#### AIM OF THE EXERCISE:
Read the records and write them out again exactly.

#### MATERIAL PROVIDED:
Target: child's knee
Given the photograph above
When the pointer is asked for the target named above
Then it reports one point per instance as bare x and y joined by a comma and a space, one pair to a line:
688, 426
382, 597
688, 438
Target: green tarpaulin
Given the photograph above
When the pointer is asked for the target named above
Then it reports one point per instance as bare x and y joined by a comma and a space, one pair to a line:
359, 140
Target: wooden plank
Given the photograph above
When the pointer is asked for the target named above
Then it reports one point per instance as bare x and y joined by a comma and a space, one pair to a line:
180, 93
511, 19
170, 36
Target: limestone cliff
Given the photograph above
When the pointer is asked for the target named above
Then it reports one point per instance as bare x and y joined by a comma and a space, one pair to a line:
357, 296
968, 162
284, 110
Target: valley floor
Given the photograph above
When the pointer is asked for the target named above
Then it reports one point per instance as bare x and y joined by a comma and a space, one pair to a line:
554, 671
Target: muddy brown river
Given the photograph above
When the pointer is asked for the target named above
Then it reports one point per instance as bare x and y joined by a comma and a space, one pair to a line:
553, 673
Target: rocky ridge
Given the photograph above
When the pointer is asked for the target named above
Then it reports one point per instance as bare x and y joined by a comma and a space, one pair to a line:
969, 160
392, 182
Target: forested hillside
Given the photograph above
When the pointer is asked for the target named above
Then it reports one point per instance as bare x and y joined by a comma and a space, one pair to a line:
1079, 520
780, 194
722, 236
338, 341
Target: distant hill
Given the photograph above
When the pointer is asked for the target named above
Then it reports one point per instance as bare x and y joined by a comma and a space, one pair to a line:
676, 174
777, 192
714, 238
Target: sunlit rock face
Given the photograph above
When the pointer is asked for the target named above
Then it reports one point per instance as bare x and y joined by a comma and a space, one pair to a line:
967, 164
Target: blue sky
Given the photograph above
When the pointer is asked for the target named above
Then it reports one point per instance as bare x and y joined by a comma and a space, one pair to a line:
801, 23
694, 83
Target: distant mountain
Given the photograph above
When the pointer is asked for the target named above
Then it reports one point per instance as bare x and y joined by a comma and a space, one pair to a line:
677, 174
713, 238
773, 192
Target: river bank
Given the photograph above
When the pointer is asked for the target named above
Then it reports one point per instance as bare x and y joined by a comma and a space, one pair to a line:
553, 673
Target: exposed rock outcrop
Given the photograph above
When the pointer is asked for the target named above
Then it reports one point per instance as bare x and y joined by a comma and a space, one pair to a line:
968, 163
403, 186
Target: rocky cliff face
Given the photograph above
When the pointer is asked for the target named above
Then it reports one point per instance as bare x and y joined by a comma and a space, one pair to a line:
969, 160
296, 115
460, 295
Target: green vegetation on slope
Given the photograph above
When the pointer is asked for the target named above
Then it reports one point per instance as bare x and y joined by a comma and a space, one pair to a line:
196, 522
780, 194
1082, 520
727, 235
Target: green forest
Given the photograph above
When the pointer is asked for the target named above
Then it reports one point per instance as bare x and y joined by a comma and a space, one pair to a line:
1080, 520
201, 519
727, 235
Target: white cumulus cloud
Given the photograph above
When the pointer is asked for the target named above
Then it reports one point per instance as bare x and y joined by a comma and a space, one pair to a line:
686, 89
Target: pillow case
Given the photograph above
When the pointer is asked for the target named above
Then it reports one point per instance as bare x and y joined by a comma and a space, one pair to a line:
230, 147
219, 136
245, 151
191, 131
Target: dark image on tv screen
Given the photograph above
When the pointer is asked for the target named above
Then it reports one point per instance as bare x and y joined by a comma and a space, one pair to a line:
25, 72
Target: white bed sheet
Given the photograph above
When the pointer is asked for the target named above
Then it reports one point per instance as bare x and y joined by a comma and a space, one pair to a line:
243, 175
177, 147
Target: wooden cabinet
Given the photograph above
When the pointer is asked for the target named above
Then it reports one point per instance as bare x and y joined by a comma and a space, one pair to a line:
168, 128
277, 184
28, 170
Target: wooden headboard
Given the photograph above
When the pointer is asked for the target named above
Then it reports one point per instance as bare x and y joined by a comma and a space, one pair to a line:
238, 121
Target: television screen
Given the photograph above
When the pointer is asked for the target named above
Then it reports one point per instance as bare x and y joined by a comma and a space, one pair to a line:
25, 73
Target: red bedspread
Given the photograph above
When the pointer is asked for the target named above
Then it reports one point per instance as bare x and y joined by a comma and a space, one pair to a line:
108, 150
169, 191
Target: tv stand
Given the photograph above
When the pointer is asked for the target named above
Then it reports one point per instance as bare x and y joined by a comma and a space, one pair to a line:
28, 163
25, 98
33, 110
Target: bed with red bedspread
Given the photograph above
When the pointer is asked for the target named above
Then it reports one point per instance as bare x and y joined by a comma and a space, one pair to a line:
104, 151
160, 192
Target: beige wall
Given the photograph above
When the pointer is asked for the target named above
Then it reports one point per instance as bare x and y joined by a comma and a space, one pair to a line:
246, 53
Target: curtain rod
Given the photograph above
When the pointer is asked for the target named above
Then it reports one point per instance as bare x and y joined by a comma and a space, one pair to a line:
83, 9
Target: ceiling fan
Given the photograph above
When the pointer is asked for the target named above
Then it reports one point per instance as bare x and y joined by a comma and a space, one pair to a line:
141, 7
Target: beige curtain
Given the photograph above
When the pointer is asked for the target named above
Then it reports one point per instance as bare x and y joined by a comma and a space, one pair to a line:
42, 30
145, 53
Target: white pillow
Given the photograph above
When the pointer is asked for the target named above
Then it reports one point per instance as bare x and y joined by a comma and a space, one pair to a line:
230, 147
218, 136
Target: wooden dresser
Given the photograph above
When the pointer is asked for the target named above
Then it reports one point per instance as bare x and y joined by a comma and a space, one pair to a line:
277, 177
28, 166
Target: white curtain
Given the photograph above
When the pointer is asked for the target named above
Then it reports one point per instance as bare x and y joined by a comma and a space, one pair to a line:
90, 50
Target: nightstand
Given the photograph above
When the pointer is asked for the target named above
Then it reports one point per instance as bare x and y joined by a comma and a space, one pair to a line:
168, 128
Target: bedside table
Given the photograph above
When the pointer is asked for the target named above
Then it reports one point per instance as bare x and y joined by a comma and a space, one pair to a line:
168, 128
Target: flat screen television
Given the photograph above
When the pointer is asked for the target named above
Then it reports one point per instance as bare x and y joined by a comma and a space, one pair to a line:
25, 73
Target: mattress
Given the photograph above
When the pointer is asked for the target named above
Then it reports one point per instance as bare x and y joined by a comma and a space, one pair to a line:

#### RESPONSE TO THIS EXERCISE:
Target: child's knee
Given the photograph above
When the pointer is asked for the target named above
Then it reports one point per instance as bare x and y joined by a comma and a space, one pair to a line:
688, 426
382, 597
688, 438
Target: green tarpaulin
Given the photograph above
When the pointer is asked for the target named above
Then it reports one point per instance as bare x and y joined by a comma and a space, one pair to a line:
359, 140
Target: wooden plank
Given the photograph above
When the pointer is asked for the target named above
Then it reports one point per instance as bare x and y joined by a comma and a space, one pair to a line:
180, 93
511, 19
170, 36
Target: limestone cliff
Given the photograph above
When the pointer is asked for the target named above
Then it reports one point per instance as bare x and y joined by a comma and a space, one pair to a line:
357, 296
968, 162
284, 110
Target: valley floor
Given the photograph above
When the pointer is asked for the target named above
Then it reports one point per instance as bare x and y joined by a comma and a space, one pair to a line:
554, 671
Target: muddy brown river
Given the photograph above
When the pointer is asked for the target named above
Then it reports one point per instance as bare x and y joined by a comma and a space, one pair to a line:
553, 673
Target: rocky ridge
Given the photograph above
When the pointer is asked for the target named above
Then it reports one point per instance as bare x and y joined by a comma and a space, one pair to a line:
969, 160
392, 182
Target: forested hillside
Given the photograph above
When the pointer is asked for the target named above
Then it reports one point per instance as bare x and y joined by a comma and a space, one pair to a line:
1079, 520
780, 194
722, 236
338, 341
Target: distant hill
Given the photograph above
When the pointer is asked for the target named above
Then it reports one point per instance as bare x and y joined by a comma and a space, one pair to a line:
676, 174
777, 192
714, 238
Target: sunlit rock face
Given the photograph above
When the pointer is asked for the target named above
Then it reports one point per instance as bare x and y joined by a comma and a space, one pair to a line:
967, 164
Target: blue sky
Given the photograph above
When the pointer is asked for the target named above
Then it reports one point per instance as bare x and y joined by a comma and a space, one pair to a line:
801, 23
694, 83
Target: distant mountain
Given the photograph above
When the pointer is asked for the target named above
Then it reports one point per instance as bare x and y joined by a comma and a space, one pair to a line:
677, 174
713, 238
773, 192
Target: river bank
Given the photograph above
When the pointer is asked for the target named above
Then it reports one point per instance as bare x and y joined by a comma and a space, one pair to a line:
553, 673
Target: exposed rock outcrop
Given the photograph above
When the pointer is asked for the target named above
Then it reports one point per instance as bare x and y joined by a comma and a space, one pair to a line:
968, 163
403, 186
Target: rocky cliff face
Given the photograph above
When the pointer is asked for the target named above
Then it reports one point per instance as bare x and y joined by a comma and a space, one pair to a line:
969, 160
296, 115
460, 295
Target: green vegetation on slope
Given the photograph above
When the pointer is asked for the target named above
Then it reports one point per instance as bare x and y joined by a comma and a space, one pair to a line:
196, 522
780, 194
1082, 520
727, 235
Target: green forest
Given the photograph above
When the pointer is asked for the target named above
Then it reports one point per instance as bare x and y joined by a comma and a space, one pair to a line:
1080, 520
201, 519
727, 235
Target: white cumulus cloud
Given the photograph above
When the pointer is asked for the target named above
Then it reports one point per instance as bare x and y joined by a comma and a space, one pair to a line:
686, 89
Target: pillow case
Given the photograph above
When the pointer is asked for the target named above
Then it reports one point per instance as bare x and y joined by a comma and a space, one pair to a line:
230, 147
219, 136
245, 151
191, 131
Target: dark image on tv screen
Given the photograph above
When the pointer is asked for the target named above
Then it reports one point per instance as bare x and y joined by a comma and a space, one pair to a line:
25, 72
Target: white bed sheet
Given the photograph above
When the pointer is asked for the target named above
Then it reports one point per instance as bare x and y joined by a comma and a space, one pair to a line:
243, 175
177, 147
Target: wooden cabinet
Given the photograph above
When the pointer is asked for the target named above
Then it reports one point per instance as bare x and y joined by a comma and a space, one pair to a line:
168, 128
277, 184
28, 170
Target: wooden headboard
Given the photograph above
When the pointer is asked for the target named above
Then it reports one point per instance as bare x and y joined by a comma and a space, one pair to a line:
238, 121
Target: television screen
Given the photograph above
When the pointer is asked for the target named above
Then it reports one point per instance as bare x and y joined by a comma and a space, one pair to a line:
25, 73
Target: red bedspread
Given the photograph above
When the pointer is asked for the target named above
Then it reports one point per instance as bare x and y joined by a comma and a space, one pair to a line:
108, 150
169, 191
Target: tv stand
Given the photograph above
When the pointer is asked for the target named above
Then it reports one point per instance as bare x and y joined by a comma and a space, one pair to a line:
28, 163
25, 98
33, 110
Target: bed with red bedspread
Given the photograph above
When the pointer is asked for the target named above
Then it reports one point per instance as bare x and y joined by a comma and a space, one pair to a line:
104, 151
160, 192
Target: beige wall
Given the photograph above
When the pointer is asked for the target named above
Then it reports one point per instance as bare x and y joined by a comma and a space, one pair to a line:
246, 53
Target: curtain rod
Given the photograph above
When the pointer is asked for the target named above
Then it reports one point per instance as bare x and y joined by a comma and a space, one pair to a line:
83, 9
Target: ceiling fan
Given the photograph above
When the pointer is asked for the target named above
Then it reports one point per instance as bare x and y joined by a comma and a space, one pair to a line:
141, 7
Target: beige curtain
Given the photograph above
When the pointer is asked for the target named above
Then it reports one point per instance as bare x and y joined by a comma and a space, one pair to a line:
42, 30
145, 53
Target: white pillow
Given the photograph above
When the pointer is asked for the target named above
Then it reports one point per instance as bare x and y joined by a comma and a space, one pair to a line:
230, 147
218, 136
Target: wooden dresser
Given the photograph above
When the pointer is asked for the target named above
Then it reports one point per instance as bare x and y joined by a comma and a space, one pair to a line:
277, 177
28, 166
Target: white curtain
Given the photograph above
When the pointer is asked for the target named above
Then it reports one point per instance as bare x and y joined by a comma and a space, one pair to a line:
90, 50
Target: nightstand
Given the photograph above
When the pointer is asked for the target named above
Then it reports one point per instance as bare x and y joined by a comma and a space, one pair to a line:
168, 128
Target: bedside table
Given the photograph above
When the pointer is asked for the target named above
Then it reports one point per instance as bare x and y joined by a comma and a space, one pair to a line:
168, 128
Target: flat screen television
Given the photograph above
When the pointer is asked for the target named above
Then it reports one point per instance as bare x and y joined by a comma and a space, one pair to a line:
25, 73
Target: mattress
Given the photograph above
When the pointer is asked for the target named above
Then it reports one point per instance as bare x and y joined by a comma and a space, one pair to a line:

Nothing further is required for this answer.